◆ What is needed ◆
In the text on fish respiration and circulation below, list every distinct publication it cites, giving the authors and year as they first appear.

The Control of Respiration and Circulation in Fish During Exercise and Hypoxia

I will review gas exchange across fish gills during exercise and hypoxia and then discuss possible mechanisms of control and co-ordination. There are limited, but adequate, descriptions of what happens to gas exchange during exercise and hypoxia but information on mechanisms of integration is sparse and patchy.

The gills of fishes vary in gross structure between species (Fig. 1), but at the level of the gas exchange unit, the secondary lamellae, there are only minor differences in morphology (Fig. 2). Water flow over the gills is countercurrent to blood perfusing the secondary lamellae (Fig. 3). Water flow is laminar and water is in contact with the respiratory surface for about 300 ms in resting fish and is reduced to less than 30 ms at the highest water flow rates.

The gill epithelium (Figs. 4 and 5) is generally somewhat thicker than the epithelium of lungs. It is usually between 1 and 10 μm thick, being 10 μm in dogfish (Squalus acanthias) and only 0·6 μm in tuna (Katsuwanus pelamis) (Hughes & Morgan, 1973).

The diffusion resistance to gas transfer of the components of the gill epithelium have not been investigated in detail. Compartmental analysis of water fluxes (Isaia, Girard & Payan, 1978) indicated a major inner and a minor outer barrier, the structural correlates of these barriers, however, are not known. Adrenaline has been shown to increase gill water permeability (Isaia et al. 1978) and, therefore, may also increase gill permeability to gases.

The cardiac output is directed through the gills and then into the body circulation. Thus, unlike mammals, the fish respiratory circulation is subjected to much higher pressures than the systemic circuit. Pressures within the secondary lamellae oscillate with each heart beat, having a mean pressure of about 3·5 kPa, with an oscillation of about 0·5 kPa.

Blood flows through the lamellae around pillar cells that hold the epithelial layers together. The pillar cells have collagen columns embedded in them and these collagen strands extend around the blood space over the pillar cell flanges (Fig. 5). The blood sheet is about 9–12 μm thick and is very dependent on blood pressure. The lamellae show no increase in length or height as blood pressure rises (Fig. 6), but the width of the blood sheet increases with pressure (Farrell et al. 1980). In this respect blood flow through the gill secondary lamellae and the lung alveoli have similar characteristics. Pressures in the lamellae oscillate by about 0·5 kPa with each heart beat, this means (assuming that the dynamic is the same as the static response to blood pressure) that the blood sheet thickness will increase by about 0·5 μm and the lamellar blood volume by about 5 % with each systole. One possible role of the myosin filaments found within pillar cells may be to contract in phase with the pressure pulse to reduce changes in lamellar volume and the thickness of the blood sheet with each contraction of the heart (Smith & Chamley-Campbell, 1981).

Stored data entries

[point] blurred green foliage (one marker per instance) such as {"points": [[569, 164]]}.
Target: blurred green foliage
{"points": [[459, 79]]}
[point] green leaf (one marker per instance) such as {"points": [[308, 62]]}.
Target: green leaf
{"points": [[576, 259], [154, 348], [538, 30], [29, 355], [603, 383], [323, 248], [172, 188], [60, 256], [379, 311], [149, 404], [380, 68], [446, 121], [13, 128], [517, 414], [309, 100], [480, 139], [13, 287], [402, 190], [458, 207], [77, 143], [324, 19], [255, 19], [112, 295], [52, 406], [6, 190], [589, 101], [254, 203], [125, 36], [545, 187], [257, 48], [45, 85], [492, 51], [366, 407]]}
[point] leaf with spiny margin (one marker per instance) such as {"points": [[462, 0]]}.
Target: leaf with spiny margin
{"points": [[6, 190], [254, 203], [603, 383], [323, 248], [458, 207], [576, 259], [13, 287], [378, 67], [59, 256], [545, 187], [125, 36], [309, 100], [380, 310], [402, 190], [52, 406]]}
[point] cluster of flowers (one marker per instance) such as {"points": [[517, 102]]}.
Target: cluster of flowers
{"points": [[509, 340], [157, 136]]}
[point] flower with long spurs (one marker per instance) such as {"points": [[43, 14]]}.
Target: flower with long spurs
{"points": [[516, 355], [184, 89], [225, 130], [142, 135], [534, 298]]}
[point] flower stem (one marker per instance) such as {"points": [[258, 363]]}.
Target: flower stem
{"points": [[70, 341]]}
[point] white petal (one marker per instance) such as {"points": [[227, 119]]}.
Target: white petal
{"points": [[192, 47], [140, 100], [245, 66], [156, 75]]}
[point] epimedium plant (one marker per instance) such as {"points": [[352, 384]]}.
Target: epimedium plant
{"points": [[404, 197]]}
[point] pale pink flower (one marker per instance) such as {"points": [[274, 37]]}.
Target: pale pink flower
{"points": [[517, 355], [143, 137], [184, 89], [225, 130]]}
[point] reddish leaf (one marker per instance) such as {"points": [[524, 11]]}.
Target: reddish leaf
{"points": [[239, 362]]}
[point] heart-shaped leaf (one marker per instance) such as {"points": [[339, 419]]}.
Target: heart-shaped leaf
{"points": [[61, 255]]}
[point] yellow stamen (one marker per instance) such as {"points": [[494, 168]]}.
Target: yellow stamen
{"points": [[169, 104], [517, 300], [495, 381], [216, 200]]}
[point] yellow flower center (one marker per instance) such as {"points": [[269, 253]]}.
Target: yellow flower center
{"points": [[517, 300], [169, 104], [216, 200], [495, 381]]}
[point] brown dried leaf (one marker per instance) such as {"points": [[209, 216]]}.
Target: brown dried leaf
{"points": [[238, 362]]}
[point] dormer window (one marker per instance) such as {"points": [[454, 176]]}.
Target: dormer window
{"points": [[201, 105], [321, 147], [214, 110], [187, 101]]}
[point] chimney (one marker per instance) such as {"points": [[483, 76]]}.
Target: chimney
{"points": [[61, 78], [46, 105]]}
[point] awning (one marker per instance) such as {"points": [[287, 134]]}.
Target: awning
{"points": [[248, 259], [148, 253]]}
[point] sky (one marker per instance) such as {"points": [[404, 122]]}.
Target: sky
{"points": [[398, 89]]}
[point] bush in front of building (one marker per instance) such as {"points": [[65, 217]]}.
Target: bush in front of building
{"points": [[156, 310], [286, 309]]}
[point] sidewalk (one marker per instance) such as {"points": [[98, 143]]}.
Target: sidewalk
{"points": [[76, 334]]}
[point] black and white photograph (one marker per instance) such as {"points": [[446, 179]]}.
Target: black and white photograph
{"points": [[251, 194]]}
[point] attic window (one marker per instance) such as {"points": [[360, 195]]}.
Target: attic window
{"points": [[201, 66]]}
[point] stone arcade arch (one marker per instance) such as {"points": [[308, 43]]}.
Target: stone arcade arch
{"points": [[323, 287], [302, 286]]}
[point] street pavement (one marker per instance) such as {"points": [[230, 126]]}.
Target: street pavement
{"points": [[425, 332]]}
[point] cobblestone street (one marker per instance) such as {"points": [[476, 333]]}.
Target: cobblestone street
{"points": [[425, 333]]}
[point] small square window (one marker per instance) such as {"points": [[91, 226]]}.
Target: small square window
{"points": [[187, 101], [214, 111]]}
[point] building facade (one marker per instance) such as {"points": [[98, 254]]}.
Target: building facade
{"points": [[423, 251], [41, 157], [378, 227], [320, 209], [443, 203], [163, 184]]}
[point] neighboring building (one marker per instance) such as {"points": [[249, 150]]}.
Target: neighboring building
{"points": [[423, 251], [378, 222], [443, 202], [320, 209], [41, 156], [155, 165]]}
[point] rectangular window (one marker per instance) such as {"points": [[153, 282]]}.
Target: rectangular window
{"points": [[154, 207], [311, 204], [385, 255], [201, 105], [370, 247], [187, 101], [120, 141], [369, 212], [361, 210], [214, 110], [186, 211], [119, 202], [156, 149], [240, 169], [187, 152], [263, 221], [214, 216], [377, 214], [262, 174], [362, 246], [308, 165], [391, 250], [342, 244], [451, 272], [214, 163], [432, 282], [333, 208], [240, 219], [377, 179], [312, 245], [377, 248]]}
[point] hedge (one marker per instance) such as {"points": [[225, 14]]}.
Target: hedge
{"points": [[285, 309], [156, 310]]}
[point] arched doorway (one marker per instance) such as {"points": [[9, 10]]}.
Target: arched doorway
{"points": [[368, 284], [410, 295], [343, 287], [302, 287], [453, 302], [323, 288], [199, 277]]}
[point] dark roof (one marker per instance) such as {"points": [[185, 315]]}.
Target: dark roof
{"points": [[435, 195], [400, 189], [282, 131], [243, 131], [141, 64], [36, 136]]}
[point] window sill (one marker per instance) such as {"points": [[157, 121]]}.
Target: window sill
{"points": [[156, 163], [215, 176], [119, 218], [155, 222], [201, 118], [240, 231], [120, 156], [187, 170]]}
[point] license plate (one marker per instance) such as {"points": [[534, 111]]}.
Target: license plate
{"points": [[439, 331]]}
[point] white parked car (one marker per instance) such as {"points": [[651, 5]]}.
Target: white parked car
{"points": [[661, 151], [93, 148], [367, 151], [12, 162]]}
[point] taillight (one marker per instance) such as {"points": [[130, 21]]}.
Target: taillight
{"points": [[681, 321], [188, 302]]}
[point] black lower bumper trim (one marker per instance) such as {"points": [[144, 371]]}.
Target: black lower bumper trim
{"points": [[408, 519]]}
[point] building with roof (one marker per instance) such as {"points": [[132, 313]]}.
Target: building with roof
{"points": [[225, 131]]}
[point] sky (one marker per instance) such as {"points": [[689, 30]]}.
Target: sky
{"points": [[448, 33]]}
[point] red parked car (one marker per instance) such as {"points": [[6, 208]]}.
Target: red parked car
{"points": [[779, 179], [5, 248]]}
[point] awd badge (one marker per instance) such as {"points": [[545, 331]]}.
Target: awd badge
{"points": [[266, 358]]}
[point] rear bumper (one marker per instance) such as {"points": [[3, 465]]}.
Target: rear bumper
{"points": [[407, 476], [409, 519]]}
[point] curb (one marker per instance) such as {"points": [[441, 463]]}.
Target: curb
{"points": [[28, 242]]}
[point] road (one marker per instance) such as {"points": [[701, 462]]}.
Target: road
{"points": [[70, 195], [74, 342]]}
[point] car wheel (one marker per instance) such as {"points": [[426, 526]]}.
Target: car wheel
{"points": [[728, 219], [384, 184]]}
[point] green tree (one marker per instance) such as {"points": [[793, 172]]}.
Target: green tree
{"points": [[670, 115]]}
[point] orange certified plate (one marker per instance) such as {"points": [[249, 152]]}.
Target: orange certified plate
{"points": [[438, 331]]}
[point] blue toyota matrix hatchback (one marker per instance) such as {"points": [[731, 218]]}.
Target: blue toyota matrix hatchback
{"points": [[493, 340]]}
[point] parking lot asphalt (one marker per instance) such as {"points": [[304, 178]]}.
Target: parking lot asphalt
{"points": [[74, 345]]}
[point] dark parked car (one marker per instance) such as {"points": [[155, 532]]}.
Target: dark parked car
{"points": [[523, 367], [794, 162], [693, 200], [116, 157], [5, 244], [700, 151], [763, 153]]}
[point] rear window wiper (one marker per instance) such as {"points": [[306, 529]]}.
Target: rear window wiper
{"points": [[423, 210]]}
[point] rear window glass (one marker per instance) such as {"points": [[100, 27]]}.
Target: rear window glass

◆ Expected answer ◆
- Hughes & Morgan, 1973
- Isaia, Girard & Payan, 1978
- Farrell et al. 1980
- Smith & Chamley-Campbell, 1981